── Records supplied ──
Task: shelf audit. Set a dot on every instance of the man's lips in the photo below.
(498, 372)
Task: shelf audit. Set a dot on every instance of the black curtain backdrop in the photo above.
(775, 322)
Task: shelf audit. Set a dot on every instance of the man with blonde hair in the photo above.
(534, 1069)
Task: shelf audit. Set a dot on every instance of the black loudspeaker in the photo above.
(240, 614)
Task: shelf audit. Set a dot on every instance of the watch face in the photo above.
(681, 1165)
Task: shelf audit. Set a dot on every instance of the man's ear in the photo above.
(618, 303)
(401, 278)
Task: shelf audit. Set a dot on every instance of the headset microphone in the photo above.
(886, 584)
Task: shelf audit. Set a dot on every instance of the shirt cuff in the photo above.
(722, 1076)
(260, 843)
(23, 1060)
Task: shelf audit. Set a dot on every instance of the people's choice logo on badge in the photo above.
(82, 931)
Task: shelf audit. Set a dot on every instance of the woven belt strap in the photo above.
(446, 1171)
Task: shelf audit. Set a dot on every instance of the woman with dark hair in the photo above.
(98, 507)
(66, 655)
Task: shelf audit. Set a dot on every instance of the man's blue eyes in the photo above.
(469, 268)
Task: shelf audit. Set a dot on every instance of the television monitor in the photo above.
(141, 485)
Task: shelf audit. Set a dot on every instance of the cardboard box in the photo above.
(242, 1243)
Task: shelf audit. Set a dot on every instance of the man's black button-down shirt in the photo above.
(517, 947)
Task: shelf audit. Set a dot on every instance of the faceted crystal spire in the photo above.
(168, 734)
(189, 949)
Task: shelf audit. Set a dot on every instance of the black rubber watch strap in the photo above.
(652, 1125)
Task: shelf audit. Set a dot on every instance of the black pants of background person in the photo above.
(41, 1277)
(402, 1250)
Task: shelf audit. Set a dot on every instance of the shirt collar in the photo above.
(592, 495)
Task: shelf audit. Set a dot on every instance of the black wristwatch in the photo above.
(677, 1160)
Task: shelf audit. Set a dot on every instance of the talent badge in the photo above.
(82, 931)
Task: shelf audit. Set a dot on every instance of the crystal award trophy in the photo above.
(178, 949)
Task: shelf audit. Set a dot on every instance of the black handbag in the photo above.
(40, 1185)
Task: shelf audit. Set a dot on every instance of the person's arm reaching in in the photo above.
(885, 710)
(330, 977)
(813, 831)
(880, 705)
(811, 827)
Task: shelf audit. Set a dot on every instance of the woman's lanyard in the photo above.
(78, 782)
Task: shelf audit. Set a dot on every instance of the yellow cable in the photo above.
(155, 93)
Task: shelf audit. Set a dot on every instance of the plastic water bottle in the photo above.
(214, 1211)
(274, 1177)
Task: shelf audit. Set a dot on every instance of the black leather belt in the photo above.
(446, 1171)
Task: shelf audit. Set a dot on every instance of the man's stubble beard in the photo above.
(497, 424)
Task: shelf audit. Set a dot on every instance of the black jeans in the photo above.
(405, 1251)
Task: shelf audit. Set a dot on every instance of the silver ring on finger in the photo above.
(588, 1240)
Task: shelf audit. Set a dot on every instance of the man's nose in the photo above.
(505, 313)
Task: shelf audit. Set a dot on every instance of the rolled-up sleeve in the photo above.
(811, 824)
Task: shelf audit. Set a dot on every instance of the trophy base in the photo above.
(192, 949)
───
Prompt —
Using the entries above, give again each line from the one containing "trophy in the photo above." through the last line, exactly and only those.

Output of the task —
Task: shelf audit. Set a dot on every instance of the crystal award trophy in the photo above.
(178, 949)
Task: shelf audit. Set a dot on every instance of the black handbag in the photo above.
(40, 1185)
Task: shelf audit. Set a dot on every instance of the person's arm reaching in in the photo above.
(885, 710)
(330, 977)
(813, 831)
(880, 705)
(811, 827)
Task: shelf audit. Set a dot on every instance of the woman's lanyard in the photo above.
(78, 782)
Task: shelf audit. Set a dot on every instance of the yellow cable in the photo above.
(155, 93)
Task: shelf audit. Set a dot on every instance of the plastic water bottle in the photo above.
(214, 1211)
(274, 1177)
Task: shelf audit. Set a dot on every instance of the black leather belt in the photo above.
(446, 1171)
Task: shelf audit. Set a dot on every instance of the man's stubble beard in the photo above.
(497, 424)
Task: shelf audit. Set a dot on every instance of the black jeans in the photo above.
(405, 1251)
Task: shelf audit. Set a dot on every instance of the silver ring on finger in the photo above.
(588, 1240)
Task: shelf audit. Set a dot on every instance of the man's nose in the photo above.
(505, 313)
Task: shelf audit. Set a dot on every instance of the rolled-up sleeve in the photo above.
(811, 824)
Task: shelf audit. Set a dot on every instance of the trophy base in the photo above.
(192, 949)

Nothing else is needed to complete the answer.